→ Your task:
Repeat the items starting at the line containing "of the utility" and ending at the end of the items, swapping "paved road" for "gravel road" and keeping everything else the same. Give only those lines.

::::::::

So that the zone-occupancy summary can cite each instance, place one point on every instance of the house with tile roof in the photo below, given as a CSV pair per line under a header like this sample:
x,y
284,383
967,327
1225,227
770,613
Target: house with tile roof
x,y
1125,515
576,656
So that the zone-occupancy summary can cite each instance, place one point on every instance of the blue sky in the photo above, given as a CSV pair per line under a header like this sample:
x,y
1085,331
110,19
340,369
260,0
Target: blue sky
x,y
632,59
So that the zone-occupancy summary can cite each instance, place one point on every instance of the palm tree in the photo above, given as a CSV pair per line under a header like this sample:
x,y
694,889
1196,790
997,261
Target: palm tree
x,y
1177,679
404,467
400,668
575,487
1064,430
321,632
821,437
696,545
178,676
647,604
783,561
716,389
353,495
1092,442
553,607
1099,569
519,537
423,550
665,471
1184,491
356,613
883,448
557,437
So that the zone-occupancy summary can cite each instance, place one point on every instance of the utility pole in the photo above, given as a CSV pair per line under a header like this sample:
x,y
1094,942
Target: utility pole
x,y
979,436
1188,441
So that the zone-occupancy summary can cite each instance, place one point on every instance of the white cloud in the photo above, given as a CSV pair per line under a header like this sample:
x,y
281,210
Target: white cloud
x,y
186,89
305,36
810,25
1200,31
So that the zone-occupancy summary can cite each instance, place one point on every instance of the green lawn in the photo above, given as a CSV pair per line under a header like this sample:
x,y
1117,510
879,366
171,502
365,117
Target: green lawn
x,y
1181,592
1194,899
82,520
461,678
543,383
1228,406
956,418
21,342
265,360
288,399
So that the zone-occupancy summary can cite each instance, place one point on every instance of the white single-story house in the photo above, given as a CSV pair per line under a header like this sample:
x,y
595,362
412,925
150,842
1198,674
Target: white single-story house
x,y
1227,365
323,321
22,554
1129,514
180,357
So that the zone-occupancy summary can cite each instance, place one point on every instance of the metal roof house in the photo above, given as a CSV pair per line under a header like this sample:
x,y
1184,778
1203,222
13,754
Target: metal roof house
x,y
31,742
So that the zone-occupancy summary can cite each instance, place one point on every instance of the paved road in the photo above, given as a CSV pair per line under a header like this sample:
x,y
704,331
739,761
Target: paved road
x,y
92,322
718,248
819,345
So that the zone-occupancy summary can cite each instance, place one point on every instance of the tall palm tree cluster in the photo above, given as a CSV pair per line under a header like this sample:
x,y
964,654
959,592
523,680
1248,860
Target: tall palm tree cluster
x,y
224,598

::::::::

→ Final result:
So that the zone-occupancy summary can cite each instance, place one point on every instance of the utility pole in the photo above, given as a CSV pair per line under a header like this sample:
x,y
1094,942
Target: utility pole
x,y
979,436
1188,441
So that the zone-occupancy summary can cite each instance, place one point on every instance of the white cloud in the photo above, given as a CSV pair per line under a header like this sample:
x,y
281,210
Target: white cloud
x,y
186,89
305,36
810,25
1200,31
So that the zone-occupancy summary can cite each instance, place one point on every instance of the green lawn in the photo above, given as a CSV pair per line under a header like this sample:
x,y
1117,510
879,366
171,502
365,117
Target: green lawn
x,y
1181,592
1194,899
82,520
461,678
543,383
1228,406
956,418
21,342
265,360
288,399
So that the zone-occupancy summary can cite each instance, place one point on every instance of the white single-story house in the photo above, given as a CSV pair per line under a header like this sample:
x,y
595,362
412,925
150,842
1198,674
Target: white single-story house
x,y
1227,365
323,321
22,554
1129,514
180,357
So that the zone-occupancy summary can cite each instance, place one point on every instance of the metal roof house in the photo above, given as a CSV pair per line under a header like this sample:
x,y
1184,778
1203,222
13,754
Target: metal roof house
x,y
31,742
So that the zone-occupancy summary can cite each instance, place one point on every instance of the gravel road in the photo above, given as a CSV pair per line under a header like this sample:
x,y
704,331
739,761
Target: gravel road
x,y
92,322
718,248
819,345
So that the zone-occupancy summary can cite each instance, place one point on every instance of the tall palm tree cluster in the photo above, given as a CSV pair per line under a header like this sample:
x,y
964,654
959,592
523,680
1248,860
Target: tall palm tree cluster
x,y
224,598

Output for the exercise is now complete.